I am a 27 year old woman with a high pressure career and big goals. I was on the pill but experienced the chest pains, headaches and massive emotional fluxes and so stopped taking it. Also, my gynecologist was hesitant to give me the Meraina and on top of that I was told that I am “sub fertile”. I had a brilliant sex life with my boyfriend and while we used condoms we became pretty lax about it.
One weekend I realised that my period was late and I knew that I was pregnant. Before telling my boyfriend I bought a home pregancy kit and the 2 little lines came up almost immediately. I still wanted absolute, irrefutable confirmation and so went for blood tests the next day. Indeed I was pregnant. I told my boyfriend and as we had broken up 2 weeks prior I made it clear that this was not how I had wanted to bring children into the world. I was raised by a single mother and I know how hard it is, how much my own mother had to sacrifice for my sister and I. I wanted a financial stability and a committed relationship before having children. I saw the gynecologist the following day and found out that I was 5 weeks along. My boyfriend came with me and we discussed our options with the gynecologist. We were given the options of taking a pill to bring on a miscarriage, having surgery or a combination of the two, which the doctor recommended. We agreed to go with the third option. I was sent for some blood tests a few days later. Whilst there, the nurse asked me how far along I was and what I was hoping for. I didn’t respond but her words got to me, after I had been so matter of fact about the whole thing up until then. I cried that weekend, a lot – for the situation I had found myself in and for the strength that I needed to do this – the hardest thing I have ever had to do. Even at 5 weeks my body had begun to change to accommodate my pregnancy – I really FELT pregnant.
The following week I took a Monday off work and took the pills. I started cramping 4 hours later and booked myself into hospital. I told them I was having a miscarriage (technically true and I didn’t want to have try to explain myself, I was feeling lousy as it was). 2 hours later I started bleeding. 5 hours after that I was put under general anaesthetic and the procedure was done. When I woke up I knew it done. I didn’t feel pregnant anymore and I burst into tears, this time crying for the what-ifs and what may have been. My boyfriend paid for everything and while he wasn’t there for much of the time (there were visiting hour restrictions) he came afterwards with dinner, drove me to his home (I wasn’t allowed to drive) and took care of me. I bled quite a lot and was in a small amount of pain. I took the following day off work for some “me-time”, although I knew I had done the right thing. My life was back on track. It was only then that I realised just how different my life could have been and how many of my goals I would have had to give up if I hadn’t had the abortion.

(DATASET ENTRIES):
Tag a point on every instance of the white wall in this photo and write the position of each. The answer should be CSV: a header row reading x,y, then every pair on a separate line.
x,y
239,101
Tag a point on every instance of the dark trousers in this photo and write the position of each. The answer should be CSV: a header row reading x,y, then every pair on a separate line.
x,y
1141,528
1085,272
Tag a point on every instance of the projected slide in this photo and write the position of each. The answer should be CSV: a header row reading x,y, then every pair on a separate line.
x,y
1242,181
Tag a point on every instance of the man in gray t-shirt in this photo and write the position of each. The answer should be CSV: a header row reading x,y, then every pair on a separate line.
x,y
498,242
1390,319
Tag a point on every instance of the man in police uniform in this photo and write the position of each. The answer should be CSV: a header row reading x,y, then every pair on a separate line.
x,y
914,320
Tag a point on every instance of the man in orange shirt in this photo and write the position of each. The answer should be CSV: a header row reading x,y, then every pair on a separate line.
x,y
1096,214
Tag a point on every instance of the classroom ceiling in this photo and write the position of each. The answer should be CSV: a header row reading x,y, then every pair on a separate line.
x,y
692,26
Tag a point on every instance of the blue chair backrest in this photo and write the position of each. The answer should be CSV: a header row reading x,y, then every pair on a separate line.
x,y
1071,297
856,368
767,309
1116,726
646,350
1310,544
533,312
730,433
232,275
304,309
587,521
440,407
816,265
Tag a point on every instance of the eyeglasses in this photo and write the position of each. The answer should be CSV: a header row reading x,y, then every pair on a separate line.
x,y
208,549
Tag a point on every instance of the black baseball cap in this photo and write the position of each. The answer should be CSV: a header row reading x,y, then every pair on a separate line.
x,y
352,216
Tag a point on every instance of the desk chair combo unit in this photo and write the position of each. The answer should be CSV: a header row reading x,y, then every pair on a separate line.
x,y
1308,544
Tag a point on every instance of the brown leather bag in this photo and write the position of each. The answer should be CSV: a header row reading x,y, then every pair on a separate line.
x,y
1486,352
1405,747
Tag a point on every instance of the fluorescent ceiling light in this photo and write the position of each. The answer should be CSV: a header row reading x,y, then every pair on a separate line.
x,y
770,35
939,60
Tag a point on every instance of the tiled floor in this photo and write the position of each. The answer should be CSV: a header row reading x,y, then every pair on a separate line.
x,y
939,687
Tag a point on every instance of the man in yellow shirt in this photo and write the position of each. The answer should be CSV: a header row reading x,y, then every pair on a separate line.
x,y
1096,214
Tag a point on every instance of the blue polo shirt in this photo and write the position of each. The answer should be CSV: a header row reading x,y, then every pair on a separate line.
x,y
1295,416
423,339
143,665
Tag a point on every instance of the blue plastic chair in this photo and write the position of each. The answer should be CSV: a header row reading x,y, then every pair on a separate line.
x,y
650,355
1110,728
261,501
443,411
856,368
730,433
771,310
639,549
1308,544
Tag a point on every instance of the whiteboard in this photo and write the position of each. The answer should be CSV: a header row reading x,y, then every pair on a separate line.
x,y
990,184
* * *
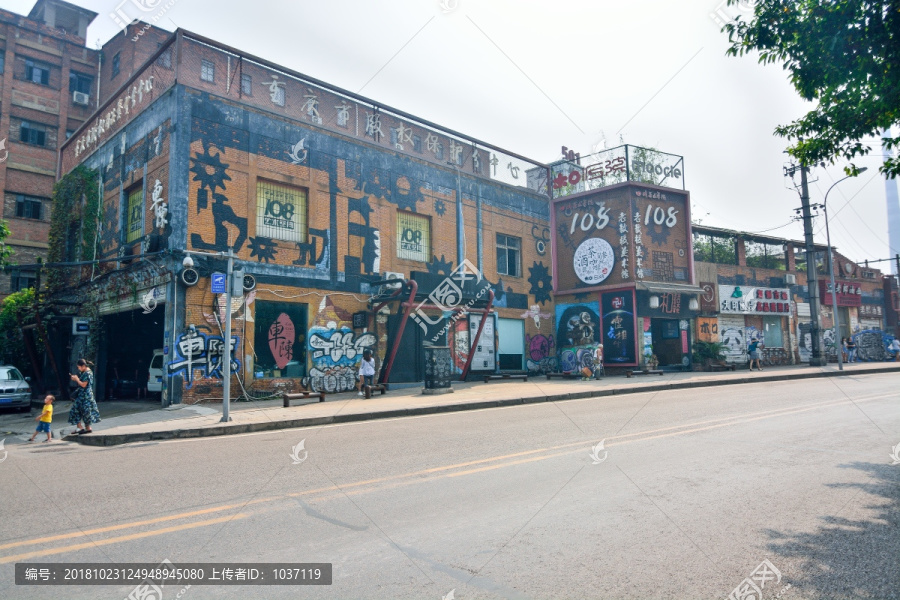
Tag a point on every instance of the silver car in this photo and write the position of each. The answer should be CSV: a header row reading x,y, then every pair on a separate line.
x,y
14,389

(TASKS TO COMPLETE):
a: Reproduce the section of the abortion account that starts at the words "I am a 27 year" and ends after the words "lax about it.".
b: In the abortion account, which of the three options did the gynecologist recommend?
c: Write what comes next in the personal account of the abortion, starting after its final sentence.

(TASK-BY-TASK RESULTS):
a:
I am a 27 year old woman with a high pressure career and big goals. I was on the pill but experienced the chest pains, headaches and massive emotional fluxes and so stopped taking it. Also, my gynecologist was hesitant to give me the Meraina and on top of that I was told that I am “sub fertile”. I had a brilliant sex life with my boyfriend and while we used condoms we became pretty lax about it.

b: A combination of taking a pill to bring on a miscarriage and having surgery.

c:
I haven’t told my family about any of this, only my closest friends and they have been incredibly supportive and understanding. My boyfriend and I are back together – he really came through for me and I appreciate it every day. Whether we will last I don’t know. I do know that I do not regret what I did. Sure, I feel sad every now and again (I only had the abortion a week and a half ago) but no regrets. I thought that perhaps there was something wrong with me for feeling like this, with all the taboo and opinion around the issue of abortion I was sure that I should have been a total wreck. But I’m not. And I’m very grateful for finding this website which gives me the freedom to say so without feeling guilty.
Having an abortion is not an easy decision by any means, but I am stronger for the experience. I salute all women who come to this crossroad and who make their decision based on what they truly feel and not on how they are pressured into how they “should” feel. I made my decision, and my beliefs of having commitment and stability before bringing a child into the world are stronger than ever before.